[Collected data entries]
· · · · ·
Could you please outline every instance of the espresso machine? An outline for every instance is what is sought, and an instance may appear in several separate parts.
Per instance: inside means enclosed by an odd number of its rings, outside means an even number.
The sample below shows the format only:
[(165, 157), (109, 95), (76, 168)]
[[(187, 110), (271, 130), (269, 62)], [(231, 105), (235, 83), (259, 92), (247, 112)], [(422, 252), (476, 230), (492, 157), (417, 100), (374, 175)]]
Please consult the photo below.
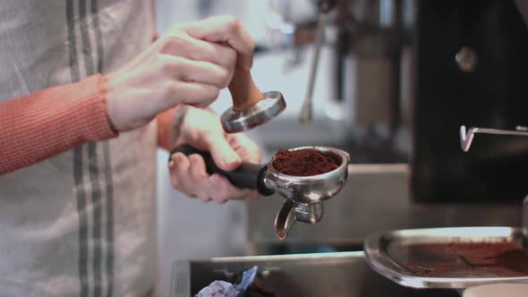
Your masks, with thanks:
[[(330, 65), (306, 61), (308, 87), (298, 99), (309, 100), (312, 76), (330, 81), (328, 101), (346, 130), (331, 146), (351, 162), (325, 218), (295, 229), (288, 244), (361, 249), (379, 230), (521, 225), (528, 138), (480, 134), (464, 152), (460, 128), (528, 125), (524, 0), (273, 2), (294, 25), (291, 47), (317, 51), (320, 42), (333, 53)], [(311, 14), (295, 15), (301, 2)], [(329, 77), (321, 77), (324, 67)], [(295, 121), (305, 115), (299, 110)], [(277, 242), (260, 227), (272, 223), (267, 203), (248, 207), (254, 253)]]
· · · · ·
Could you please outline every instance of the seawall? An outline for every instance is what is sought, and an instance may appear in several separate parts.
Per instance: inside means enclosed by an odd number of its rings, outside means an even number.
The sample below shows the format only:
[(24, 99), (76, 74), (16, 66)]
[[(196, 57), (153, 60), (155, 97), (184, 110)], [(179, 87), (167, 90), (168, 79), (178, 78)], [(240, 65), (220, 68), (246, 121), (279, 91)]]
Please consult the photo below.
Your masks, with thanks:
· · · · ·
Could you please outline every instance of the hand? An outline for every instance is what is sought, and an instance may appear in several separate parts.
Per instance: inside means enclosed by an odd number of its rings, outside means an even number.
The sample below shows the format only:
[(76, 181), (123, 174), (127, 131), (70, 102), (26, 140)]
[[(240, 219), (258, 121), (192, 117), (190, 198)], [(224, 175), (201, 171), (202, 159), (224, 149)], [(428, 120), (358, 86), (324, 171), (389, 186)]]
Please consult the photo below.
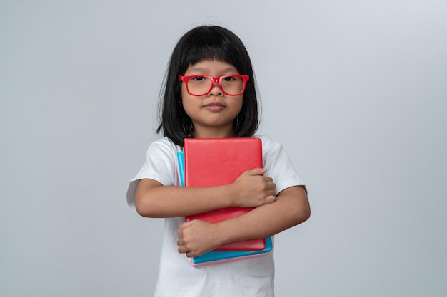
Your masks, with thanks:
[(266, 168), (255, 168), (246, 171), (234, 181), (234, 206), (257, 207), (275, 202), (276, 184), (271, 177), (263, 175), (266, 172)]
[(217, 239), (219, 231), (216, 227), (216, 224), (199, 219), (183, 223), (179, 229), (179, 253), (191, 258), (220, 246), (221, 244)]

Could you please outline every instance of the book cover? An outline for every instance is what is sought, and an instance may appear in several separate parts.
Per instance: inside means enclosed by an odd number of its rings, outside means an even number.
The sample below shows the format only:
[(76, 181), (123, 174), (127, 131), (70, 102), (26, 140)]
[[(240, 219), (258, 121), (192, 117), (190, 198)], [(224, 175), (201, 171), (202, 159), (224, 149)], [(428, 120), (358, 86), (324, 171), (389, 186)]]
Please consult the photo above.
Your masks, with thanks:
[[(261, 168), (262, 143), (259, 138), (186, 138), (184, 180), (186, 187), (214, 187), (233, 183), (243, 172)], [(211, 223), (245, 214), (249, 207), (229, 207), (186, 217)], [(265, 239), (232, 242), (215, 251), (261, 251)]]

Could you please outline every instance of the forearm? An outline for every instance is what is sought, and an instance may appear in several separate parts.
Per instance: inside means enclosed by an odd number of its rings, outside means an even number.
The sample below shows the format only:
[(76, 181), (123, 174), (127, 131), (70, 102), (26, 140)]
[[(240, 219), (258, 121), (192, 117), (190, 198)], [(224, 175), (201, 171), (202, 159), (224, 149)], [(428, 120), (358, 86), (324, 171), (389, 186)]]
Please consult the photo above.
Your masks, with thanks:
· · · · ·
**Aim**
Reproduce the data lines starting at the one containing "Could you please outline every instance of the hand?" and ending at the one containing "246), (221, 244)]", substituting "image" for "photo" and changing nothing else. Leave the pictures out of your answer.

**Task response**
Could you please outline every instance of the hand? An outline for every instance is what is sought, and an instance may appear in several separate parts.
Per instance: inside means enclosed by an odd number of its rings, outside means an even number.
The sample below shows the format only:
[(76, 181), (123, 174), (127, 131), (70, 102), (26, 140)]
[[(240, 219), (258, 121), (192, 117), (190, 198)], [(224, 175), (201, 171), (202, 159), (224, 149)], [(428, 120), (358, 86), (324, 171), (389, 186)]]
Please consult the image below.
Your masks, with thanks:
[(266, 168), (255, 168), (246, 171), (234, 181), (234, 206), (257, 207), (275, 202), (276, 184), (271, 177), (263, 175), (266, 172)]
[(217, 239), (219, 231), (216, 227), (216, 224), (199, 219), (183, 223), (179, 229), (179, 253), (191, 258), (220, 246), (221, 244)]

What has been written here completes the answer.